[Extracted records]
Content starts
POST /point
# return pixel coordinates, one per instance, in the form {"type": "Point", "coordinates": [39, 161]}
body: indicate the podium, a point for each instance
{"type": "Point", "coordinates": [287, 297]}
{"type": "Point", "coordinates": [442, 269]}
Content ends
- **Problem to solve**: Retype every record above exactly as written.

- **The answer**:
POST /point
# return pixel coordinates, one per instance, in the form {"type": "Point", "coordinates": [39, 161]}
body: indicate the podium, a point for each instance
{"type": "Point", "coordinates": [287, 297]}
{"type": "Point", "coordinates": [442, 269]}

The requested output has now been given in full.